WORK TASK 1: Print the income tax appeal judgment in full, word for word.

TEXT BLOCK:
·····

Delhi High Court High Court

The Commissioner Of Income Tax-Iv vs Infogain India Bpo Pvt. Ltd on 14 May, 2010

Delhi High Court
The Commissioner Of Income Tax-Iv vs Infogain India Bpo Pvt. Ltd on 14 May, 2010
Author: Badar Durrez Ahmed
               THE HIGH COURT OF DELHI AT NEW DELHI

%                                       Judgment delivered on: 14.05.2010

+              ITA 533/2010

THE COMMISSIONER OF INCOME TAX-IV                           ..... Appellant


                                        - versus -


INFOGAIN INDIA BPO PVT. LTD                                 ..... Respondent

Advocates who appeared in this case:-

For the Appellant         : Mr Sanjeev Sabharwal
For the Respondent        : None

CORAM:-
HON'BLE MR JUSTICE BADAR DURREZ AHMED
HON'BLE MR JUSTICE V.K. JAIN

1. Whether Reporters of local papers may be allowed to
see the judgment ?

2. To be referred to the Reporter or not ?

3. Whether the judgment should be reported in Digest ?

BADAR DURREZ AHMED, J (ORAL)

CM 5207/2010

The delay in re-filing the appeal is condoned.

This application stands disposed of.

ITA 533/2010

1. This appeal is directed against the order of the Income Tax

Appellate Tribunal dated 27.02.2009 in ITA 2609/Del/2007 relating to the

assessment year 2004-05.

·····

SUPPLIED RECORDS:

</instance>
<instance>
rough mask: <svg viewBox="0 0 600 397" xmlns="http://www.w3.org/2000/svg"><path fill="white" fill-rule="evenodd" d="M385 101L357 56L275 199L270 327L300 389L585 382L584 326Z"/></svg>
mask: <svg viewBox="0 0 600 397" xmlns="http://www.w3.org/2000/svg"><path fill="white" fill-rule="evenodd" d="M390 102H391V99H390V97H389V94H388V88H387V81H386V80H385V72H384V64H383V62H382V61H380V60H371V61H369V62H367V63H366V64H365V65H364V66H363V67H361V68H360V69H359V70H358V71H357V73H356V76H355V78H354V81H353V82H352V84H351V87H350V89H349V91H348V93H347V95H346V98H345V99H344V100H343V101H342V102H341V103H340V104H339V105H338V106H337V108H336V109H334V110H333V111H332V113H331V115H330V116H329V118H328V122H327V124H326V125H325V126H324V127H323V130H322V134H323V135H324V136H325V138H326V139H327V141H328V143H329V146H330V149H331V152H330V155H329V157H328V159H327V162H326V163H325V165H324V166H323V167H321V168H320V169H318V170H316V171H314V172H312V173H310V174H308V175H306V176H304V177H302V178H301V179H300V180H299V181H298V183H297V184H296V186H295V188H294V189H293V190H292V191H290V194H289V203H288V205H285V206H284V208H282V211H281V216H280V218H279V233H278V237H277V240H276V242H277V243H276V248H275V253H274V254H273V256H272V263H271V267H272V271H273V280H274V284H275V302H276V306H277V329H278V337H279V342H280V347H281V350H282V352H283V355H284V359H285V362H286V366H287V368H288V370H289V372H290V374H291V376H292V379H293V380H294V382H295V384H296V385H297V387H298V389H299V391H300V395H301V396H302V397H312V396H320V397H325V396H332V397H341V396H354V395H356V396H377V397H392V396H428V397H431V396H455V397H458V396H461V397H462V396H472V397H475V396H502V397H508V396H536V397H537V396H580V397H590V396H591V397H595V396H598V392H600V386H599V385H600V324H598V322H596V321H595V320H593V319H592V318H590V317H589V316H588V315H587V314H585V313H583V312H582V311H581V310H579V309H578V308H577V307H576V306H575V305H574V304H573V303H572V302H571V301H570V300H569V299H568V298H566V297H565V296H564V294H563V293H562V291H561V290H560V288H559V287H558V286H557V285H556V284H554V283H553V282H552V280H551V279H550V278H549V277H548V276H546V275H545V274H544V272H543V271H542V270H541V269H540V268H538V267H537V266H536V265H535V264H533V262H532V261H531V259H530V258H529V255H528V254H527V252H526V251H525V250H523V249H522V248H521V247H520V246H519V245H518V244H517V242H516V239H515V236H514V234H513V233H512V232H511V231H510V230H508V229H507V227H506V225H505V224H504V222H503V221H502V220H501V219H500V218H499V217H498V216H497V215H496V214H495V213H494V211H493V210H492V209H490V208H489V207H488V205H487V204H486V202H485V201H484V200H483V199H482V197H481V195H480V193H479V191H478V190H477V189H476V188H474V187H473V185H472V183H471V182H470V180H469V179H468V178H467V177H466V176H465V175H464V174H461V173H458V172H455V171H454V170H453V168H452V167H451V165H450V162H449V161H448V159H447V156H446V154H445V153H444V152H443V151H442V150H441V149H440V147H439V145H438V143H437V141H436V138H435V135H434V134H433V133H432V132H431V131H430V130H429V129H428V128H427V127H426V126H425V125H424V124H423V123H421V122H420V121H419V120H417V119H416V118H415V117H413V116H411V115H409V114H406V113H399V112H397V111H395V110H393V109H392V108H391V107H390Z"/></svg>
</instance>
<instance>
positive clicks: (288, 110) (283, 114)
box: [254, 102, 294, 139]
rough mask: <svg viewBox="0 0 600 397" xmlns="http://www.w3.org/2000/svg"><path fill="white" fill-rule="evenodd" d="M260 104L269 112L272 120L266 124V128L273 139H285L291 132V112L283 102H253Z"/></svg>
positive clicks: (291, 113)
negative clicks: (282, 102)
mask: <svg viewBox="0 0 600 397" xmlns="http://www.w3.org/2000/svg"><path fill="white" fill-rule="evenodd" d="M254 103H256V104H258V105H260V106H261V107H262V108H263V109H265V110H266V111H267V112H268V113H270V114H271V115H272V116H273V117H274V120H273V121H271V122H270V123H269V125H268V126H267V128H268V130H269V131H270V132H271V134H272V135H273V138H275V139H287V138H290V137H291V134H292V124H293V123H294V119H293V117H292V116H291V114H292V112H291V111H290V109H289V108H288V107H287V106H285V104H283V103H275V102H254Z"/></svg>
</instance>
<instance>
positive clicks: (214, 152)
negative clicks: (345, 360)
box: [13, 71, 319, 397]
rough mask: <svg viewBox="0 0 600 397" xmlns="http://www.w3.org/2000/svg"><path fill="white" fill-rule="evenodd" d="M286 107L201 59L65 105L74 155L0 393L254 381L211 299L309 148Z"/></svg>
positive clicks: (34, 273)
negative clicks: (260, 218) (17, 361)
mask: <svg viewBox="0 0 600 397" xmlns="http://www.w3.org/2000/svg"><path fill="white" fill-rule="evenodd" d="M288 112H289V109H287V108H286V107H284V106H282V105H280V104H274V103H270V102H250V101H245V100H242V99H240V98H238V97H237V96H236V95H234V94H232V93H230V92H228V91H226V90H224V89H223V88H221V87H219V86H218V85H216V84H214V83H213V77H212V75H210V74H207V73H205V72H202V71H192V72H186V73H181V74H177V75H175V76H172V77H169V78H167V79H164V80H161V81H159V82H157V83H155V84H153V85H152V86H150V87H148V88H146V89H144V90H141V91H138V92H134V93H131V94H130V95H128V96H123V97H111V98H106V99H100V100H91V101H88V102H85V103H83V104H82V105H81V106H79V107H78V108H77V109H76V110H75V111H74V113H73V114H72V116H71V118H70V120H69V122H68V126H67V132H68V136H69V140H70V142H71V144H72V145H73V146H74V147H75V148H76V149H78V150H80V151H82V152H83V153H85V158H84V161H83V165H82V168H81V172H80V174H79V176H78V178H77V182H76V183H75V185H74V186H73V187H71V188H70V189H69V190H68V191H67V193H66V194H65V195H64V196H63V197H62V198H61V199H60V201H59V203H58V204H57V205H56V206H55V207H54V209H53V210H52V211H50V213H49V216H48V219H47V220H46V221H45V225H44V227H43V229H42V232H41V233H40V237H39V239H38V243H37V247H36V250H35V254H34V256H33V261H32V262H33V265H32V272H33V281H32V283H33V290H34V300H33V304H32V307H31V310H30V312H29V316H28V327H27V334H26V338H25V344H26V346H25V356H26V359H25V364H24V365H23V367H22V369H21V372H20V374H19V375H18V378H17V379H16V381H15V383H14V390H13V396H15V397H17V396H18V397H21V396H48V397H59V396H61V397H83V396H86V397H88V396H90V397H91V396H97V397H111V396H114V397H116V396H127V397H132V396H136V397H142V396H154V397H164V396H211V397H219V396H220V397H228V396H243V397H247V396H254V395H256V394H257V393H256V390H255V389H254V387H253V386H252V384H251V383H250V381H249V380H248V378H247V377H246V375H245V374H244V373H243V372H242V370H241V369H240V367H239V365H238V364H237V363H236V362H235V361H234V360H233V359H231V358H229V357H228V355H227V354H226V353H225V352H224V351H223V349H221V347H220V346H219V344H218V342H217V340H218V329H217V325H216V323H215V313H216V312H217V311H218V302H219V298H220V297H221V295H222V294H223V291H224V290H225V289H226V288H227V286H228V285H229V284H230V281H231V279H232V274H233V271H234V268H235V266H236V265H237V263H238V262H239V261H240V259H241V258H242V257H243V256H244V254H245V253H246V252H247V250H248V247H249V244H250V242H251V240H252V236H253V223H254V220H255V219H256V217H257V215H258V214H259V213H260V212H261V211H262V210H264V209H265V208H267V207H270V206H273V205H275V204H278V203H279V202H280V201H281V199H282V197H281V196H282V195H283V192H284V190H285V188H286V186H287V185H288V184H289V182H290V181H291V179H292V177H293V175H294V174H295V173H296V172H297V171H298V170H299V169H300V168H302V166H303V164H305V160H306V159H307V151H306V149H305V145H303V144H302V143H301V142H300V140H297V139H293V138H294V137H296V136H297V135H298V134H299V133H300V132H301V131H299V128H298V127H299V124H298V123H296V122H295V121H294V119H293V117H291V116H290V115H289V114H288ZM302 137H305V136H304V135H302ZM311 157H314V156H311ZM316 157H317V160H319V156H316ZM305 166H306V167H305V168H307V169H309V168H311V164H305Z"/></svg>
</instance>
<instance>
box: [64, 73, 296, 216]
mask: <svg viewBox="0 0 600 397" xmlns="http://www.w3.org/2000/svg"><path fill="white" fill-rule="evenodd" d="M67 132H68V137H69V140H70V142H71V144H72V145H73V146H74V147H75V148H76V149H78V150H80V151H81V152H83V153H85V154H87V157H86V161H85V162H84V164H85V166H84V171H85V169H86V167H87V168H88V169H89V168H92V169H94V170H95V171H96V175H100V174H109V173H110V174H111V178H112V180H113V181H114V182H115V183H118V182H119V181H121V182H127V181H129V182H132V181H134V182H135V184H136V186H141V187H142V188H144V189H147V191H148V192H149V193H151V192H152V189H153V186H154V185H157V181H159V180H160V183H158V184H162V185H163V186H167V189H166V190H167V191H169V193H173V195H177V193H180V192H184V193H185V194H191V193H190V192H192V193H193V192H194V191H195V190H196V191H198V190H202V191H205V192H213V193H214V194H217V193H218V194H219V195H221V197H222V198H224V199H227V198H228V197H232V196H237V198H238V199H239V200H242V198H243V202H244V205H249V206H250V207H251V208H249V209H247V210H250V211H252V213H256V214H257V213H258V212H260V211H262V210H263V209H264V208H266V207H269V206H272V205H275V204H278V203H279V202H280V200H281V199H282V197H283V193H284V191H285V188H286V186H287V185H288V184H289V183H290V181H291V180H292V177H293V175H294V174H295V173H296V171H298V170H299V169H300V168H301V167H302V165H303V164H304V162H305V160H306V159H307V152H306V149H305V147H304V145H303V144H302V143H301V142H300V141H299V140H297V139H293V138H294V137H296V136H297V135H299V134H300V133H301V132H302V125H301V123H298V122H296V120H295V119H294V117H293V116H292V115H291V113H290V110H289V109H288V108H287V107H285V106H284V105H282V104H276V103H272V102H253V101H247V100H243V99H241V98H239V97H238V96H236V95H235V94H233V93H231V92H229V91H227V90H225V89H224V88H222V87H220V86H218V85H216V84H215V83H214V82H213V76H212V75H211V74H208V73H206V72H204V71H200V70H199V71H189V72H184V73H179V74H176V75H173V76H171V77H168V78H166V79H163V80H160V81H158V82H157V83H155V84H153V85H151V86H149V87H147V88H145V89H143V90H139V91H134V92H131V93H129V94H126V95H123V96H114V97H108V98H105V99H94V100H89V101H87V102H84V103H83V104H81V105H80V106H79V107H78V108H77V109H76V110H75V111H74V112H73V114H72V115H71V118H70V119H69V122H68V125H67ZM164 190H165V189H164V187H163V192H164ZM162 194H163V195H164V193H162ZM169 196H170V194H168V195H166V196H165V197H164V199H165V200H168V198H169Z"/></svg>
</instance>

·····

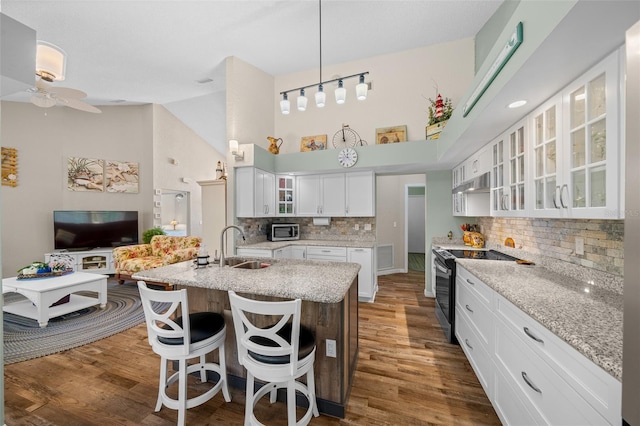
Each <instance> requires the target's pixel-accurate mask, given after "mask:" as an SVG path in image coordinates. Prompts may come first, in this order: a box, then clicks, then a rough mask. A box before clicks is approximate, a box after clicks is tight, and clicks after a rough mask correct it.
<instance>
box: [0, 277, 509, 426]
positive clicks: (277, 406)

·····

WORK TASK 2: Identify every line of the listing that contains the string "negative" and copy each such line.

YOUR RESPONSE 1:
Delhi High Court High Court

The Commissioner Of Income Tax-Iv vs Infogain India Bpo Pvt. Ltd on 14 May, 2010

Delhi High Court
The Commissioner Of Income Tax-Iv vs Infogain India Bpo Pvt. Ltd on 14 May, 2010
Author: Badar Durrez Ahmed
               THE HIGH COURT OF DELHI AT NEW DELHI

%                                       Judgment delivered on: 14.05.2010

+              ITA 533/2010

THE COMMISSIONER OF INCOME TAX-IV                           ..... Appellant


                                        - versus -


INFOGAIN INDIA BPO PVT. LTD                                 ..... Respondent

Advocates who appeared in this case:-

For the Appellant         : Mr Sanjeev Sabharwal
For the Respondent        : None

CORAM:-
HON'BLE MR JUSTICE BADAR DURREZ AHMED
HON'BLE MR JUSTICE V.K. JAIN

1. Whether Reporters of local papers may be allowed to
see the judgment ?

2. To be referred to the Reporter or not ?

3. Whether the judgment should be reported in Digest ?

BADAR DURREZ AHMED, J (ORAL)

CM 5207/2010

The delay in re-filing the appeal is condoned.

This application stands disposed of.

ITA 533/2010

1. This appeal is directed against the order of the Income Tax

Appellate Tribunal dated 27.02.2009 in ITA 2609/Del/2007 relating to the

assessment year 2004-05.

YOUR RESPONSE 2:
negative clicks: (282, 102)
negative clicks: (345, 360)
negative clicks: (260, 218) (17, 361)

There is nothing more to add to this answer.